=== Section Start ===

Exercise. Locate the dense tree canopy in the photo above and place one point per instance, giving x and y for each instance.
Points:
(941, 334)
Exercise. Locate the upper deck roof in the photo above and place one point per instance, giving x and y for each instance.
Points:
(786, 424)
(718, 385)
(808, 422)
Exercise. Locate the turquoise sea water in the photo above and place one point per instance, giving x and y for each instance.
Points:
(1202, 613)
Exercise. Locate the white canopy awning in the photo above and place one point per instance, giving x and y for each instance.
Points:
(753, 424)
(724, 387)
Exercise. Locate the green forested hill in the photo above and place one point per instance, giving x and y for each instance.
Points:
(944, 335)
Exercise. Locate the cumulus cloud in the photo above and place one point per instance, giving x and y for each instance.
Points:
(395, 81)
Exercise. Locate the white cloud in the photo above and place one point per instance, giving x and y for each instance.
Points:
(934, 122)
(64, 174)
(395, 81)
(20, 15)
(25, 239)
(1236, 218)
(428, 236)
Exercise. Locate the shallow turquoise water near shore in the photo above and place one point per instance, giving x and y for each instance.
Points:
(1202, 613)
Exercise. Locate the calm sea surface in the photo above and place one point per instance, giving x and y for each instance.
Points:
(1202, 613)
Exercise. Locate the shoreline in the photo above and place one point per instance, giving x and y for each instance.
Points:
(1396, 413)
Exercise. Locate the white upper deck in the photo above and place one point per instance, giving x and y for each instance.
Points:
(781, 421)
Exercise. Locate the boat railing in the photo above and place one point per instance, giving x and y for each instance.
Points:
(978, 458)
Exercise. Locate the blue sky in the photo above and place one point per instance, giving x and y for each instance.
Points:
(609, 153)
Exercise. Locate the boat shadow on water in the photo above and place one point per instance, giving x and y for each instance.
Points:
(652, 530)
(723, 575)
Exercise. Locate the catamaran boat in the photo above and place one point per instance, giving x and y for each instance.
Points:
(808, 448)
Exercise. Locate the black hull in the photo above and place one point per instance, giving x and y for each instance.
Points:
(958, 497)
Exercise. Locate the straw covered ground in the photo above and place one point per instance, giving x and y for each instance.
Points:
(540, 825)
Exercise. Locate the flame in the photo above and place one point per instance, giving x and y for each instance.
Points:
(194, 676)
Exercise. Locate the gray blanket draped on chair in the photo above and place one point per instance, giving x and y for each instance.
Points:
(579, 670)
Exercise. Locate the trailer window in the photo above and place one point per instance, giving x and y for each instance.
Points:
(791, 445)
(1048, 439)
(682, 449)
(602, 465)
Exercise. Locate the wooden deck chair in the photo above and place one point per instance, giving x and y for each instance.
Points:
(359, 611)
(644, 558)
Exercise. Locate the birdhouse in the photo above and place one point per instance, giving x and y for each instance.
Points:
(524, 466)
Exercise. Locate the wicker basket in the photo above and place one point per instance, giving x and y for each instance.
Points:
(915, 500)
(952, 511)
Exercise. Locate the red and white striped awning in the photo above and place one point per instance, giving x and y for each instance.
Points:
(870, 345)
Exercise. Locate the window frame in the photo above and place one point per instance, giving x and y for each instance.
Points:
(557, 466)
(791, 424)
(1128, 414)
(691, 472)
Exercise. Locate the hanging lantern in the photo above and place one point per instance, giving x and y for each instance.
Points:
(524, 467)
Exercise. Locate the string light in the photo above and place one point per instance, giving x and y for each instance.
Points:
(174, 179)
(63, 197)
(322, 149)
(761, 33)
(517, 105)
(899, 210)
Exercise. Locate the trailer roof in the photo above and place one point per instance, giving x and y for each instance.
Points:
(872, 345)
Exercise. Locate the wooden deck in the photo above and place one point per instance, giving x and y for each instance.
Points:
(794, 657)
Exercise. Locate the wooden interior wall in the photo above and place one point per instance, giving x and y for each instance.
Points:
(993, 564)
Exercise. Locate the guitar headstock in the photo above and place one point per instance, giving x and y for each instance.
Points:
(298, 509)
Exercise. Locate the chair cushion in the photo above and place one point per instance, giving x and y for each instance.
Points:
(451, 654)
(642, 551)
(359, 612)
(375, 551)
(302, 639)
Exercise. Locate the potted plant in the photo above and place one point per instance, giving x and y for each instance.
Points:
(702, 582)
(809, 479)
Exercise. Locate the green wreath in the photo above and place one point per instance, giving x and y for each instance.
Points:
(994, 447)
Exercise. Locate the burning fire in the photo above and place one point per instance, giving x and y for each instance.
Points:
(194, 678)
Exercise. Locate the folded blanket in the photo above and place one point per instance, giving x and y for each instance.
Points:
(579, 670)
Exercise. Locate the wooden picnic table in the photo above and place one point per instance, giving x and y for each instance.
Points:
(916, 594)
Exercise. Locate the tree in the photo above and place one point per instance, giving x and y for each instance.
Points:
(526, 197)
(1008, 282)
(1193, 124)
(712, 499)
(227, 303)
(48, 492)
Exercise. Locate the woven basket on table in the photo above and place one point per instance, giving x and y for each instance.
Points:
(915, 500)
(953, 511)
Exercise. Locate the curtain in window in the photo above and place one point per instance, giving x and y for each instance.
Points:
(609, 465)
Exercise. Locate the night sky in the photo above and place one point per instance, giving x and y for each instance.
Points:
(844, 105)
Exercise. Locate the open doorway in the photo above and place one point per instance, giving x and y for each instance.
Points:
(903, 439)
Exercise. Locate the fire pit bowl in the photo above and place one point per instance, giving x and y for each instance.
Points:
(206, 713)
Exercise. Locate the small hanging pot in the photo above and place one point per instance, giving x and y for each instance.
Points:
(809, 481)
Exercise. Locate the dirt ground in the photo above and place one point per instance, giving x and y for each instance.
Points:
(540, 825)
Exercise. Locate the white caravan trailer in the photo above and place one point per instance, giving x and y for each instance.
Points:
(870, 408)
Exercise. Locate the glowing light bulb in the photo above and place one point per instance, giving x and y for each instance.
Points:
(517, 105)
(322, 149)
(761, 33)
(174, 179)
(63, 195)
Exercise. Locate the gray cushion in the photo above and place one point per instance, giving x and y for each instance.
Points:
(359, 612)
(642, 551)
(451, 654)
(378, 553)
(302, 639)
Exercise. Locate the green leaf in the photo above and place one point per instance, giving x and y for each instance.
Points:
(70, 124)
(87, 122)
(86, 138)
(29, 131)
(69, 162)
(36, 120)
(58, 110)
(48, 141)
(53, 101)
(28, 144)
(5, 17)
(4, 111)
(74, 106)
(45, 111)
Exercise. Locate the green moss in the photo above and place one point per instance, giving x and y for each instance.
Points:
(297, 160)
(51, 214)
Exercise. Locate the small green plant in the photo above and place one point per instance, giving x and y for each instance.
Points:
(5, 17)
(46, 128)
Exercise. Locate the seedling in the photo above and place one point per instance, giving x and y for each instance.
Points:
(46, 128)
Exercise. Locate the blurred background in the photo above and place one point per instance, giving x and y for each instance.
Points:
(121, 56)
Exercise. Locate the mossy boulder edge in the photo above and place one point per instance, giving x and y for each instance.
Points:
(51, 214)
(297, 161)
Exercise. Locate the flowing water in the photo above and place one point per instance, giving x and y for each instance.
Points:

=== Section End ===

→ **What needs to be done**
The entries above are to be retyped exactly.

→ **Written reply**
Exercise. Locate the dense tree canopy in the photo above and place one point per instance, giving x and y for each instance.
Points:
(941, 334)
Exercise. Locate the upper deck roof in the photo above and place one point per instance, giving x and y for each instance.
Points:
(786, 424)
(718, 385)
(808, 422)
Exercise. Locate the turquoise sea water in the photo above and place one point per instance, giving x and y for each instance.
Points:
(1202, 613)
Exercise. Locate the white canopy awning in the photo above and place one point per instance, giving x and y for each instance.
Points:
(753, 424)
(724, 387)
Exercise. Locate the green forested hill in the photo above and place one point per instance, giving x and y for each instance.
Points:
(944, 335)
Exercise. Locate the cumulus cloud in the photo above and place one point per instance, giving x and y for each instance.
Points:
(395, 81)
Exercise. Locate the white cloud in the photo above and place one point per instance, giving x and y for each instance.
Points:
(934, 122)
(64, 174)
(395, 81)
(20, 15)
(25, 239)
(1236, 218)
(428, 236)
Exercise. Locate the shallow turquoise water near shore in the photo above and place one point per instance, giving x and y for each instance.
Points:
(1202, 613)
Exercise. Locate the calm sea surface in the photo above and place one point per instance, giving x and y for each instance.
Points:
(1202, 613)
Exercise. Locate the shoreline in the photo above and place one point per instance, giving x and y for each instance.
Points:
(1396, 413)
Exercise. Locate the white upper deck in the photo above and place one point per instance, giving x and y for each instance.
Points:
(781, 421)
Exercise. Locate the boat railing in the photo above and place one point per instance, giving x and y for each instance.
Points:
(978, 458)
Exercise. Locate the blue sky in the photo above and place one point per instance, giving x and y for each instance.
Points:
(609, 153)
Exercise. Locate the boat shadow on water in the photo above and place one point per instance, giving x and y for each instance.
Points:
(652, 530)
(723, 575)
Exercise. Locate the catamaran boat in the photo above and place one point per instance, giving x and y for each instance.
Points:
(808, 448)
Exercise. Locate the black hull in the photo above and place one point per instance, giving x and y for each instance.
Points:
(958, 497)
Exercise. Locate the straw covered ground in the photo above and place one point per instance, giving x and y for each instance.
Points:
(540, 825)
Exercise. Locate the flame in the photo above and place one point per instance, giving x and y for each instance.
Points:
(194, 676)
Exercise. Locate the gray blanket draped on chair in the photo above and place one point per instance, giving x and y for each instance.
Points:
(579, 670)
Exercise. Locate the trailer window in the photo above and place one point per instance, giving x and y for each instance.
Points:
(791, 445)
(1048, 439)
(682, 449)
(602, 465)
Exercise. Locate the wooden deck chair in the photo above and place one point per instance, giving x and y for each instance.
Points:
(359, 611)
(644, 558)
Exercise. Locate the birdhouse in the photo above and place one point per instance, giving x and y for each instance.
Points:
(524, 466)
Exercise. Locate the wicker basket in the photo above and place one point per instance, giving x and y for each instance.
Points:
(915, 500)
(952, 511)
Exercise. Locate the red and white striped awning in the photo above and place one point per instance, giving x and y for each instance.
Points:
(870, 345)
Exercise. Locate the window frame in the photo above and place one point per instance, giving x and y for each instance.
Points:
(557, 466)
(791, 424)
(1128, 414)
(691, 472)
Exercise. Locate the hanging lantern in the photo above and place one point per instance, giving x and y for each instance.
Points:
(524, 467)
Exercise. Locate the string light in the photo above and place one point per instance, giving x and y for each instance.
Points:
(174, 179)
(63, 197)
(322, 149)
(761, 33)
(517, 105)
(899, 210)
Exercise. Locate the trailer roof in the photo above and place one point per instance, giving x and y for each instance.
Points:
(872, 345)
Exercise. Locate the wooden deck in the photo above and place one point per instance, giving x and y for each instance.
Points:
(794, 657)
Exercise. Locate the wooden interior wall in the photo above and place one point per instance, giving x and y for each instance.
Points:
(993, 564)
Exercise. Locate the guitar headstock in the photo above and place one point per instance, giving x and y for each instance.
Points:
(298, 509)
Exercise. Locate the chair cushion in the photo above and place one point per instance, giving x and y for each instance.
Points:
(451, 654)
(642, 551)
(359, 612)
(375, 551)
(302, 639)
Exercise. Locate the potted plant in the photo above and place one point per instance, giving x and y for each instance.
Points:
(702, 582)
(809, 479)
Exercise. Locate the green wreath in the photo above and place one point per instance, giving x and y for each instance.
Points:
(994, 447)
Exercise. Locate the burning fire in the photo above and place one point per instance, giving x and y for each instance.
Points:
(194, 678)
Exercise. Locate the folded blanket in the photo above and place one point per instance, giving x and y for each instance.
Points:
(579, 670)
Exercise. Locate the wooden picnic table in the photo above and place one point per instance, giving x and y for each instance.
Points:
(916, 594)
Exercise. Locate the tree in the photo above and place one point per instance, giving x and y for each instance.
Points:
(526, 197)
(1008, 282)
(1193, 124)
(712, 499)
(227, 303)
(48, 492)
Exercise. Locate the woven basket on table in the photo above and place one point per instance, giving x and y for each instance.
Points:
(915, 500)
(953, 511)
Exercise. Locate the curtain in window in the photo above and place one point per instance, giving x and y for each instance.
Points:
(609, 465)
Exercise. Locate the night sky in the photo above and place one point per instance, giving x and y for each instance.
Points:
(844, 105)
Exercise. Locate the open doorway in the photo above and place one point per instance, giving x and y for each instance.
Points:
(903, 439)
Exercise. Locate the fire pit bowl in the photo above and place one point per instance, giving x and y for each instance.
Points:
(206, 713)
Exercise. Locate the small hanging pot in the photo above and place one point per instance, giving x and y for each instance.
Points:
(809, 481)
Exercise. Locate the dirt ground in the photo above and place one point per instance, giving x and y for each instance.
Points:
(540, 825)
Exercise. Locate the white caravan trailer in the photo above and place one point per instance, giving x and y for each instance.
Points:
(870, 408)
Exercise. Locate the glowing light bulb in the photo above and place one point per instance, giving x and y for each instance.
Points:
(517, 105)
(322, 149)
(761, 33)
(174, 179)
(63, 195)
Exercise. Locate the gray cushion in the photo above and place one point per instance, giving x and y for each instance.
Points:
(359, 612)
(642, 551)
(451, 654)
(378, 553)
(302, 639)
Exercise. Locate the green leaf in the photo above and place one point per instance, giving x and y for each instance.
Points:
(70, 124)
(87, 122)
(86, 138)
(29, 131)
(69, 162)
(36, 120)
(58, 110)
(48, 141)
(53, 101)
(28, 144)
(5, 17)
(4, 111)
(74, 106)
(45, 111)
Exercise. Locate the green moss in the photo above and place one point per instance, giving x and y for each instance.
Points:
(297, 160)
(51, 214)
Exercise. Locate the small green plant in the photo above and place one point per instance, giving x and y for each instance.
Points:
(5, 17)
(46, 128)
Exercise. Locate the seedling in the photo above and place one point per instance, giving x and y for each instance.
Points:
(46, 128)
Exercise. Locate the blurred background in the photo above and place one point per instance, giving x and y for each instance.
Points:
(121, 56)
Exercise. Locate the mossy boulder edge in the photo above and place one point per instance, giving x and y for each instance.
Points:
(51, 214)
(297, 161)
Exercise. Locate the flowing water in the photo above and place one point per instance, giving x and y for each instance.
Points:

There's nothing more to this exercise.